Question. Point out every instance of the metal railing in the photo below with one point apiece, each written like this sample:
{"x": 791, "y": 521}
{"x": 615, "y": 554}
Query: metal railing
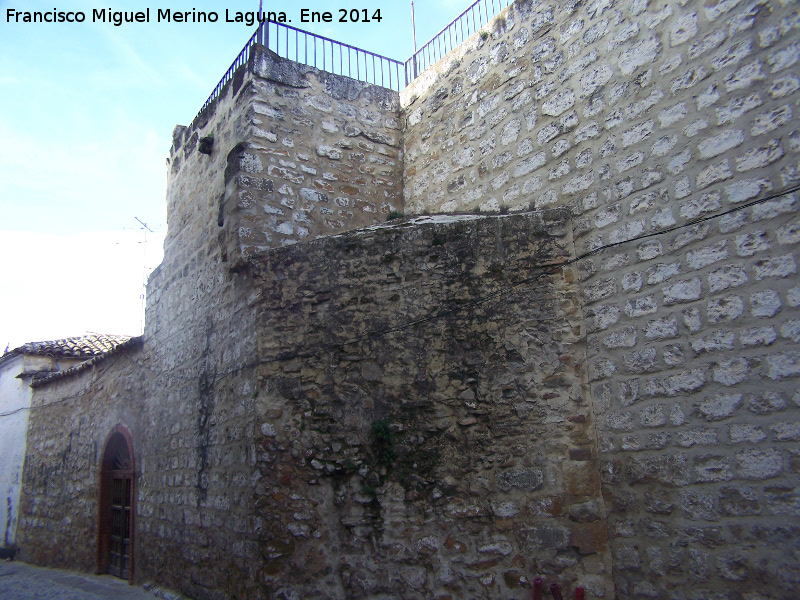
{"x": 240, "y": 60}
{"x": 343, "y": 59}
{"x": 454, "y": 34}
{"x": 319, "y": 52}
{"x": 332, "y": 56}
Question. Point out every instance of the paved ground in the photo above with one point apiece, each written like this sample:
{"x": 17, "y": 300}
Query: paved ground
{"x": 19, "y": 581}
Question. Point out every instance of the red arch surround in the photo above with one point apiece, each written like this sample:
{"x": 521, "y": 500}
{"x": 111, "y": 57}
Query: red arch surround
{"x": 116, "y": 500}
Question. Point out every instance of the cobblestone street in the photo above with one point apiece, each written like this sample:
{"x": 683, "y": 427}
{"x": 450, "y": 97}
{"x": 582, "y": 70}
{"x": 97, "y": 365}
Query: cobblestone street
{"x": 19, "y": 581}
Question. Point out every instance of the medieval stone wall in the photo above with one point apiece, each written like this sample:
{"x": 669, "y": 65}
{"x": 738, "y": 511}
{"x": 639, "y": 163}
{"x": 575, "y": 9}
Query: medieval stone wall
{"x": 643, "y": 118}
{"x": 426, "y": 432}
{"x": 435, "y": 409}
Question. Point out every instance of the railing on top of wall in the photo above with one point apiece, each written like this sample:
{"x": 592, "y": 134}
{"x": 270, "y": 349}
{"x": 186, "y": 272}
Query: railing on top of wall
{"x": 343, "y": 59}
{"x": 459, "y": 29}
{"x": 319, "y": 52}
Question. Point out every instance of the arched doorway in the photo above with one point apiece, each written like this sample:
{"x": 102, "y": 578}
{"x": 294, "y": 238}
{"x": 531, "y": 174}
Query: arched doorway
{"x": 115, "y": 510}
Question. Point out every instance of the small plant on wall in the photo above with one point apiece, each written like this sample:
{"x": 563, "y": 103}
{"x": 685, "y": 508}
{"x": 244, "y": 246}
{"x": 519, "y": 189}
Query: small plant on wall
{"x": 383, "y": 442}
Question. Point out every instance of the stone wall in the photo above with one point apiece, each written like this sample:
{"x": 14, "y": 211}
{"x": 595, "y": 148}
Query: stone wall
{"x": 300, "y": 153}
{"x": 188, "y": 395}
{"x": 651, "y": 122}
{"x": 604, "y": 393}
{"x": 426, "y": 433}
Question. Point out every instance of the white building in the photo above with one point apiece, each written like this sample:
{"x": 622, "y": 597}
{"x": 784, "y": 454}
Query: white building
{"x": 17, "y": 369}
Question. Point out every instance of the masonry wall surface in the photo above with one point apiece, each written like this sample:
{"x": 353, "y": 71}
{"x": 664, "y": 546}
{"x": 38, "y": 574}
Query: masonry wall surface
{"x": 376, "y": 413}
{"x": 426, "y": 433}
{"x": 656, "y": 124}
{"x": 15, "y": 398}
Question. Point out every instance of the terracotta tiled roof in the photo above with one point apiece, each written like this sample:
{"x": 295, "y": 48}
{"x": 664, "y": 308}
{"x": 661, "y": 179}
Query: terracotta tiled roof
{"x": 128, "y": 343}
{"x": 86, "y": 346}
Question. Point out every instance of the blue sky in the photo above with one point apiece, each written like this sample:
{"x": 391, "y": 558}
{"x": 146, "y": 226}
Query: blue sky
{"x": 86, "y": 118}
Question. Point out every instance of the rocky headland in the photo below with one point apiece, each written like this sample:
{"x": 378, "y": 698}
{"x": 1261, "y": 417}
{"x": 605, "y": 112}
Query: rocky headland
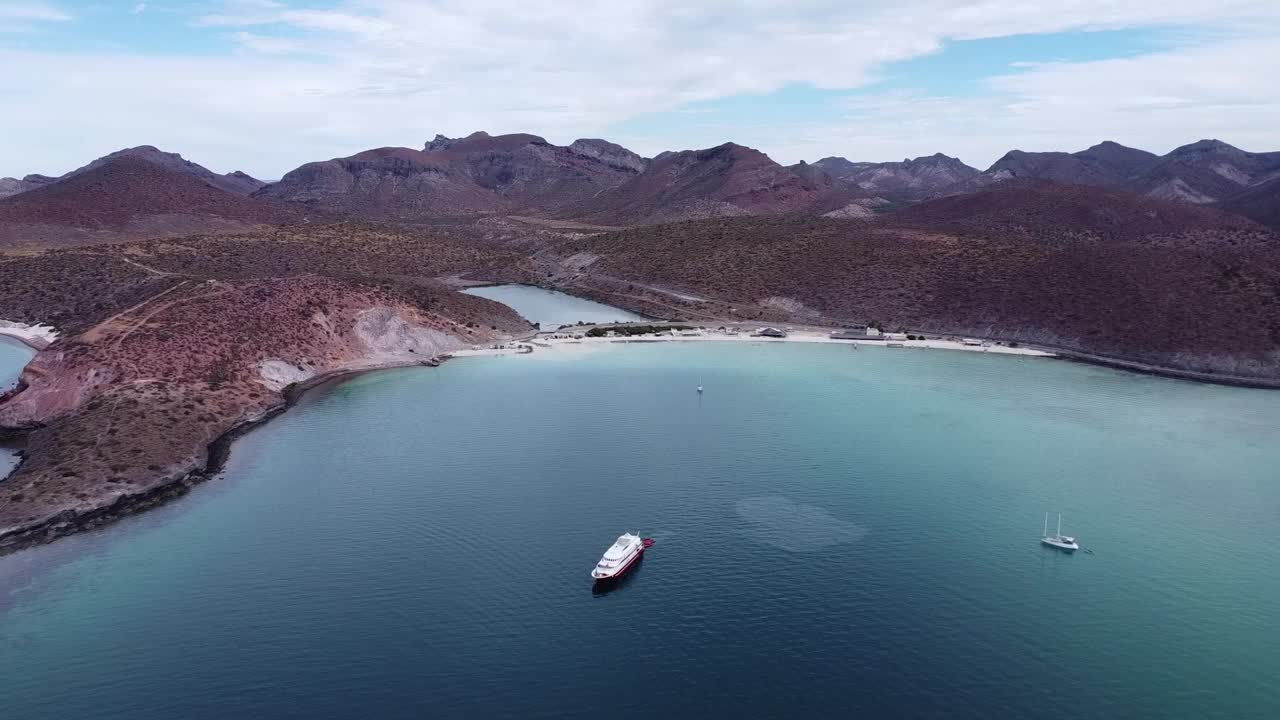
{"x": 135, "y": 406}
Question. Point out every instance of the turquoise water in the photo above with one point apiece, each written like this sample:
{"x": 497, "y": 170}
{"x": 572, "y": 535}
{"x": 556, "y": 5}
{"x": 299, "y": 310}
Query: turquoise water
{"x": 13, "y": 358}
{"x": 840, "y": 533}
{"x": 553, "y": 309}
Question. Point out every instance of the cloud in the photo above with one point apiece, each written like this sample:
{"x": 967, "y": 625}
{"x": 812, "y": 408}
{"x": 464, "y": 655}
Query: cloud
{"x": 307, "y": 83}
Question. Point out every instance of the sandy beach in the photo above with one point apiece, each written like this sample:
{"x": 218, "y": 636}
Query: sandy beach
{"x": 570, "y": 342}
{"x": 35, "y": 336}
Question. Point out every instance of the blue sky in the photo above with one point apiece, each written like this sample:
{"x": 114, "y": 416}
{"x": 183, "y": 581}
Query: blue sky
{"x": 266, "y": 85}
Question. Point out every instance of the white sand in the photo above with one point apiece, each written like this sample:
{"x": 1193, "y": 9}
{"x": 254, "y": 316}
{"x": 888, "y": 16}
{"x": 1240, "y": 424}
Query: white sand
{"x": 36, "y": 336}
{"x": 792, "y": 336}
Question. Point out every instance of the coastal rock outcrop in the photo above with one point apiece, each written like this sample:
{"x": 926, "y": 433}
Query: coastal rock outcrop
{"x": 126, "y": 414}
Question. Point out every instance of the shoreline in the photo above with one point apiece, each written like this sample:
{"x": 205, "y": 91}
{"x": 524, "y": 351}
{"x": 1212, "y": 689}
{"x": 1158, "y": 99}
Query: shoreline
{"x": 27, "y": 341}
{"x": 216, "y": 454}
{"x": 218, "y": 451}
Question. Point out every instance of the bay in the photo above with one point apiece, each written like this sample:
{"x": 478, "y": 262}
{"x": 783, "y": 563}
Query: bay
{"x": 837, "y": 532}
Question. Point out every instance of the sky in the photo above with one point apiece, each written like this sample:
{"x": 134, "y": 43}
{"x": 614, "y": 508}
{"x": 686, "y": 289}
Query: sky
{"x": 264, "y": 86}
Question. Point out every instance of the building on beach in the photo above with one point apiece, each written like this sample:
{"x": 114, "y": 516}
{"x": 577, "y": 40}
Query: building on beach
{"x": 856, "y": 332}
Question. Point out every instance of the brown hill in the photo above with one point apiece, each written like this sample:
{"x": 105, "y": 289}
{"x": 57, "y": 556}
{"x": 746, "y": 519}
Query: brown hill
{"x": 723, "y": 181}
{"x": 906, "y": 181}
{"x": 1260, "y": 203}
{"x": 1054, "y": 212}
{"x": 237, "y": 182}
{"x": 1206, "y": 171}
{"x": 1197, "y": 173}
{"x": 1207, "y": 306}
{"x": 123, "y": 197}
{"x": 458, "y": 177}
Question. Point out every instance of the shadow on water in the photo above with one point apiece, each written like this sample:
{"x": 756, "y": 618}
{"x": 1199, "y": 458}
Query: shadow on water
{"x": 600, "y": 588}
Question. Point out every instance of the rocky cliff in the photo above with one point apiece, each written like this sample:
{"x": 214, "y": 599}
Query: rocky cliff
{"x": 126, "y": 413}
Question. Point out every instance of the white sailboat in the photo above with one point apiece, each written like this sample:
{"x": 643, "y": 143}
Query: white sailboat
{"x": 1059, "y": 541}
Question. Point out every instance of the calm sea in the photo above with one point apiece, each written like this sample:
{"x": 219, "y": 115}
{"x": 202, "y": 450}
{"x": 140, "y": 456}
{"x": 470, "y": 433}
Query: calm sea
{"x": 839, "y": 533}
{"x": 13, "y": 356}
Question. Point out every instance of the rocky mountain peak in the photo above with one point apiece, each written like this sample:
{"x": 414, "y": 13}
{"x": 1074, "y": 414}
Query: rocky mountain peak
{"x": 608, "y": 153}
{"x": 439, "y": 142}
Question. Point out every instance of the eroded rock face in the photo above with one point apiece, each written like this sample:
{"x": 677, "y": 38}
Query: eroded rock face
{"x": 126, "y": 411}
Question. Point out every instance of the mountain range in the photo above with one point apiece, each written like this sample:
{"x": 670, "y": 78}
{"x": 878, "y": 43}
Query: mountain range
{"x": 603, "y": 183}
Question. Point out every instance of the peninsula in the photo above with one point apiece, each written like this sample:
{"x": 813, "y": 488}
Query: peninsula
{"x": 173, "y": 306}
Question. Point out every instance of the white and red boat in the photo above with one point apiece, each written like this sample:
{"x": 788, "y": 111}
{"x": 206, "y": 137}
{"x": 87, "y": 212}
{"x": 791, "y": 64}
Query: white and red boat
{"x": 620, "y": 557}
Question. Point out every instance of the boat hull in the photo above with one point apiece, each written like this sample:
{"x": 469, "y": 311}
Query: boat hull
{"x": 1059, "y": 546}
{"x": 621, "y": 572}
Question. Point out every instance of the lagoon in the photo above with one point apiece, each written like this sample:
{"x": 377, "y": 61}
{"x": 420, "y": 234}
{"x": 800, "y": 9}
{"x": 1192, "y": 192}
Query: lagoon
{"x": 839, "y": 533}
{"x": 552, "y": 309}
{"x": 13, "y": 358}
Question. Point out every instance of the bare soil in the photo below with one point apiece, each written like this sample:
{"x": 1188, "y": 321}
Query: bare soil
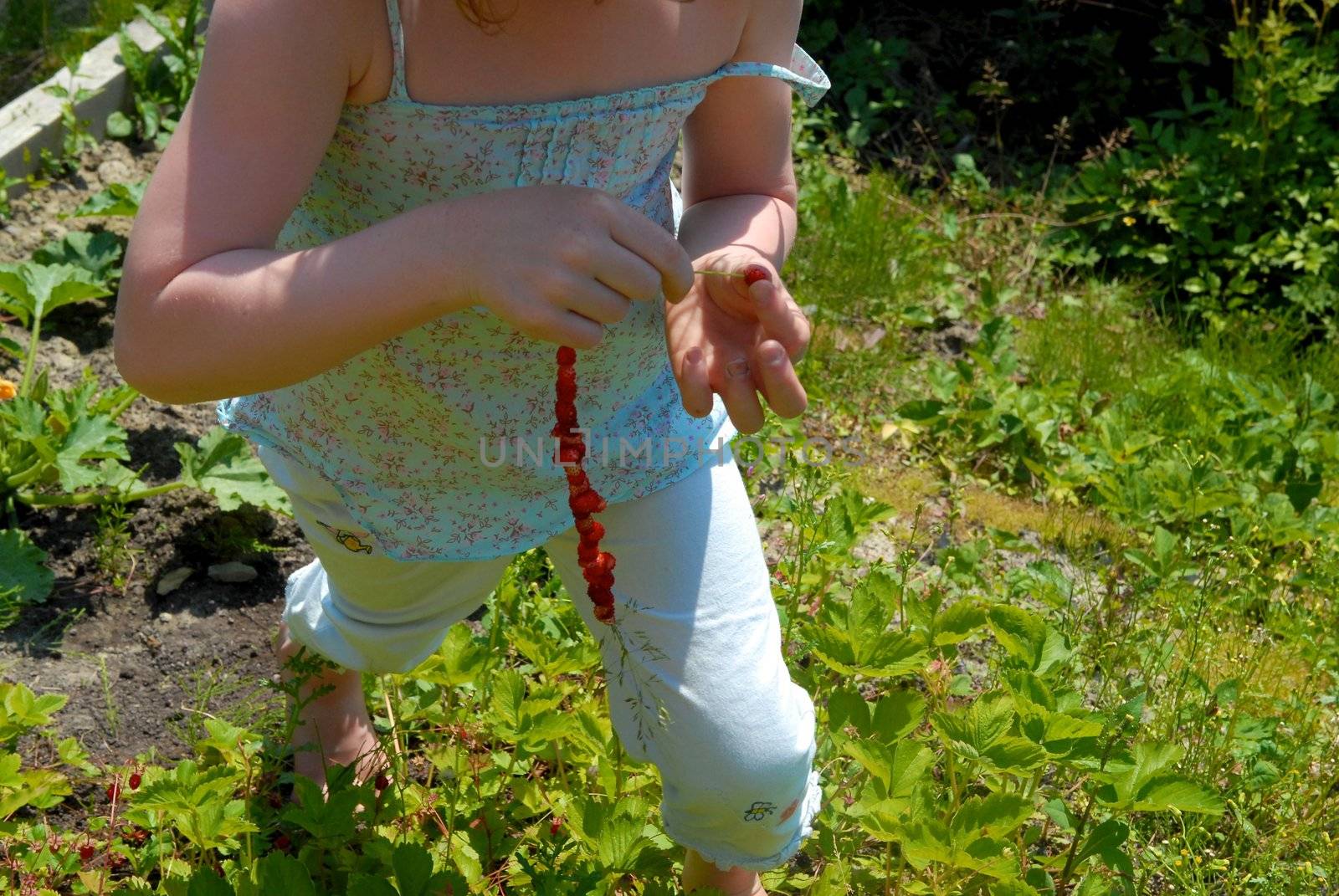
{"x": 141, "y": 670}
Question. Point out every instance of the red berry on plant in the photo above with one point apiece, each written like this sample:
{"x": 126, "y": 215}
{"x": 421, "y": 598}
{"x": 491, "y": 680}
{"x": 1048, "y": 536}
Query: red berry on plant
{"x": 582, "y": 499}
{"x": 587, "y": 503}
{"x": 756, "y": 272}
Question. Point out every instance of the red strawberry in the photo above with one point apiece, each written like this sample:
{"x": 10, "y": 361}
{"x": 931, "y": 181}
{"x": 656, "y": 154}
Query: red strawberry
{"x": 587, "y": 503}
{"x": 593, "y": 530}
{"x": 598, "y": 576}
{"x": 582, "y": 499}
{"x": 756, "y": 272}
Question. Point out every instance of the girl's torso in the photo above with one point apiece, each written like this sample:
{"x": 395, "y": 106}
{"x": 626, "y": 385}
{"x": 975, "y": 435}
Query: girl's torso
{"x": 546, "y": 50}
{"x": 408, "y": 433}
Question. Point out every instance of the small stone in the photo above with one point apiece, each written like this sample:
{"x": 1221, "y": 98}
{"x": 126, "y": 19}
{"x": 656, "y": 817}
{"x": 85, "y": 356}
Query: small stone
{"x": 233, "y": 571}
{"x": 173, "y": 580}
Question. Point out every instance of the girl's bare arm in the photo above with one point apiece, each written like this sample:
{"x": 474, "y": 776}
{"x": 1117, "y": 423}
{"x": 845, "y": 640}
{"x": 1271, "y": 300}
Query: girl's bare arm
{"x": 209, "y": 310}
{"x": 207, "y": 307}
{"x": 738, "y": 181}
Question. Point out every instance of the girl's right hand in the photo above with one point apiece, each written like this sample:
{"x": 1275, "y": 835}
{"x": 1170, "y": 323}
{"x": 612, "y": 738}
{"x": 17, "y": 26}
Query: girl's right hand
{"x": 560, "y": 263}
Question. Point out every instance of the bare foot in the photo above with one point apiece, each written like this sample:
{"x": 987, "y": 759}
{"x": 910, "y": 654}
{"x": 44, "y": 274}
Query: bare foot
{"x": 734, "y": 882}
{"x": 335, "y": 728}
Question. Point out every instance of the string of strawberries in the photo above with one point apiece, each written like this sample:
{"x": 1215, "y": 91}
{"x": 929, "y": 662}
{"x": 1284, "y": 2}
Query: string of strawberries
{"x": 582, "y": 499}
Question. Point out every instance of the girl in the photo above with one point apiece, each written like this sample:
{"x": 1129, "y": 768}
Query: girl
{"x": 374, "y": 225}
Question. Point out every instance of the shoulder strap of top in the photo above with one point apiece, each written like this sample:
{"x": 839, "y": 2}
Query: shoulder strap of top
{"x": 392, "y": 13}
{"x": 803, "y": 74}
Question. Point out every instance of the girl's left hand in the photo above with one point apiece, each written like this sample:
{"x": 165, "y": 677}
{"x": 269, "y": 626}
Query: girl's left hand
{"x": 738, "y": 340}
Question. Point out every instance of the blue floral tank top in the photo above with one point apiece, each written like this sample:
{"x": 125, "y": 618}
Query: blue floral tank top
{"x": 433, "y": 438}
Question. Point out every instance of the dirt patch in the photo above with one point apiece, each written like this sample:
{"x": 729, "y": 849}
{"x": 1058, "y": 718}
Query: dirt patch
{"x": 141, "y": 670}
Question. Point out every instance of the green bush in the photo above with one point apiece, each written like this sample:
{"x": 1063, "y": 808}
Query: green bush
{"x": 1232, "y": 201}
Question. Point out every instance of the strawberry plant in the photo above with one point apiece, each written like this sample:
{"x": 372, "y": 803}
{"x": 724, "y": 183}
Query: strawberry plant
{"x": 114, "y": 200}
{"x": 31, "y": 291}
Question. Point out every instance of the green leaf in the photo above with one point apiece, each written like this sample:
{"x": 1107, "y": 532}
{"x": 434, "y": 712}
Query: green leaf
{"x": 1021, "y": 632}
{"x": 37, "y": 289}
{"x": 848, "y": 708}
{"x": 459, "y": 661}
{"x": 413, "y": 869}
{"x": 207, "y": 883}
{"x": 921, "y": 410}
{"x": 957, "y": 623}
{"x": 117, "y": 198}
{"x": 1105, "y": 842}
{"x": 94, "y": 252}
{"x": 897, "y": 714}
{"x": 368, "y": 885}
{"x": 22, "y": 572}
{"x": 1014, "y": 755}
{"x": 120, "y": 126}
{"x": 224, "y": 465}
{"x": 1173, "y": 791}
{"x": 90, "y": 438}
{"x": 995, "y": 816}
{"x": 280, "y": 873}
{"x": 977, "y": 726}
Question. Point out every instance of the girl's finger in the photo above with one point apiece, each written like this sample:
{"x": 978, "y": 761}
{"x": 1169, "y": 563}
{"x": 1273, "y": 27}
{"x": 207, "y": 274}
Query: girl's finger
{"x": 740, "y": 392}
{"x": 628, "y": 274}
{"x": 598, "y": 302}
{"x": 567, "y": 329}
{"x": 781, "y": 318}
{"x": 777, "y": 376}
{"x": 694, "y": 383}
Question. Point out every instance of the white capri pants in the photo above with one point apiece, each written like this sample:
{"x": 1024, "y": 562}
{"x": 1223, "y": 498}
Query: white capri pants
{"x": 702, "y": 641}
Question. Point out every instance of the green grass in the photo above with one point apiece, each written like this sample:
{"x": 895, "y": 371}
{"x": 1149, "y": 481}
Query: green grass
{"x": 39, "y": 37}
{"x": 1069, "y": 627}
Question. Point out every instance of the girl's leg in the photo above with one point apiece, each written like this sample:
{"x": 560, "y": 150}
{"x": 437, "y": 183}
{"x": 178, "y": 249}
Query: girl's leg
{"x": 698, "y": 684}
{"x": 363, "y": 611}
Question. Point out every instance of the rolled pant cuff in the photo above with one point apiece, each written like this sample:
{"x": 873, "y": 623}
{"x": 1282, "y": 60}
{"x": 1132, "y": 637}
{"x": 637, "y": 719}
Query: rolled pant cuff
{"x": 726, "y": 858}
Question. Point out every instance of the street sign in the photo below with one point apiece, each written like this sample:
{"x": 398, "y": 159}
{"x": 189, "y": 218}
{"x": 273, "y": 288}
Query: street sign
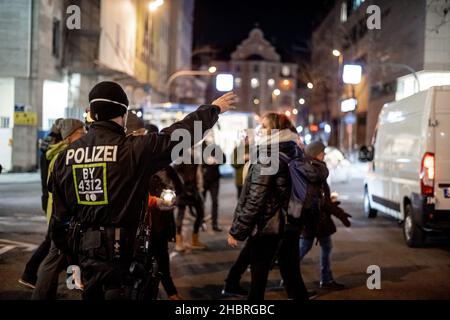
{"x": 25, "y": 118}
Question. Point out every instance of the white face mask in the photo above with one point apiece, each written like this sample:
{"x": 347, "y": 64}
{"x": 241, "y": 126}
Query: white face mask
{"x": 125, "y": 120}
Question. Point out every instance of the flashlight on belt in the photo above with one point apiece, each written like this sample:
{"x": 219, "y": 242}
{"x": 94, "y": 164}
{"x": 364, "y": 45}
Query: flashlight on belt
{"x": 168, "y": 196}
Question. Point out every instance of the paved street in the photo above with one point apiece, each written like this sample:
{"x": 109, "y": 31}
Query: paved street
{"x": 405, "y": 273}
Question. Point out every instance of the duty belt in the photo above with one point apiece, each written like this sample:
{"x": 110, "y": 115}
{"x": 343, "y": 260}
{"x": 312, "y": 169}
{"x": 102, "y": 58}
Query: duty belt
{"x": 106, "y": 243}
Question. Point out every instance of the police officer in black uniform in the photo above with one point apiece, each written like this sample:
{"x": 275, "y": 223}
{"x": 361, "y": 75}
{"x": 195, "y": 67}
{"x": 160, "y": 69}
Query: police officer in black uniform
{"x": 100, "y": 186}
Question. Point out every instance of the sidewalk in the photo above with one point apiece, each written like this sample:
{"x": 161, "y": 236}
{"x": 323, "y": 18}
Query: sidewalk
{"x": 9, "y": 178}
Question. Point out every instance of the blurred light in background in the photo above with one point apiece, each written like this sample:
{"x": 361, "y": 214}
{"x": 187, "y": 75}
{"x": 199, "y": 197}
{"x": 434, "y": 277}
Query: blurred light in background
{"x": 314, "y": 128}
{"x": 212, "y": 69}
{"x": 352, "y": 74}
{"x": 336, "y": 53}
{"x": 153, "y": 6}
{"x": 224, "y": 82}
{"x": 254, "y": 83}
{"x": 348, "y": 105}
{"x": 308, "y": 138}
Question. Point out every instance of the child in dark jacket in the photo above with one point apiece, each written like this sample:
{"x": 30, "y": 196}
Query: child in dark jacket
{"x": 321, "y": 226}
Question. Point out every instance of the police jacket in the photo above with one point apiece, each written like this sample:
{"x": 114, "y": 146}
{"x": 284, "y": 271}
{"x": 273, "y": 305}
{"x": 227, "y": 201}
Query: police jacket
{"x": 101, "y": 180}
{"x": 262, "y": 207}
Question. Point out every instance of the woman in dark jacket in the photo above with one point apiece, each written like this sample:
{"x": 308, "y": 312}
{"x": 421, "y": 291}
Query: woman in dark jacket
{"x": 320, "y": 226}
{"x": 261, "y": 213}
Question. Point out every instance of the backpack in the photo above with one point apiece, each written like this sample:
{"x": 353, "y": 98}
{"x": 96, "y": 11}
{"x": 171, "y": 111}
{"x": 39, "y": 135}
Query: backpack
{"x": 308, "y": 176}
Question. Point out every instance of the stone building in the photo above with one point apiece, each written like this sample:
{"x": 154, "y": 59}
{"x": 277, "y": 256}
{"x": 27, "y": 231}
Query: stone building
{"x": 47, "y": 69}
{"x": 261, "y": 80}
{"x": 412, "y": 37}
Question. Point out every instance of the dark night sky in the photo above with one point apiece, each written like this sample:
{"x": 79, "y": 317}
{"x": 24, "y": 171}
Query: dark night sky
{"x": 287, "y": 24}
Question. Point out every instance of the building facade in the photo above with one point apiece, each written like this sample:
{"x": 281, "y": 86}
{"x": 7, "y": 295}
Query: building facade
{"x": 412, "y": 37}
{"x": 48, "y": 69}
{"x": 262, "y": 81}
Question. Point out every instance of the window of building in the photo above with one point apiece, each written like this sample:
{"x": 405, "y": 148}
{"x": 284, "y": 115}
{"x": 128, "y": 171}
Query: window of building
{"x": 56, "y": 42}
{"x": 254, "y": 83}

▶ [WHAT TO WORK ON]: Your task is to transcribe the line containing "Question. Point out every instance of the dark" and every line after it, through the last line of the data, exactly as written and with nothing more.

▶ [THE REPLY]:
Question. Point out every instance of the dark night sky in the photo above with one point apiece, each written like this sample:
{"x": 79, "y": 317}
{"x": 24, "y": 171}
Query: dark night sky
{"x": 287, "y": 24}
Question. Point out every instance of the building facade in the photo above with one point apiece, each written like this sample:
{"x": 281, "y": 86}
{"x": 7, "y": 295}
Query: building facade
{"x": 412, "y": 37}
{"x": 48, "y": 69}
{"x": 262, "y": 81}
Question. Point out every instance of the window of building in the photo above with one point apiece, each written like this sample:
{"x": 405, "y": 148}
{"x": 284, "y": 115}
{"x": 128, "y": 171}
Query: window of building
{"x": 56, "y": 42}
{"x": 254, "y": 83}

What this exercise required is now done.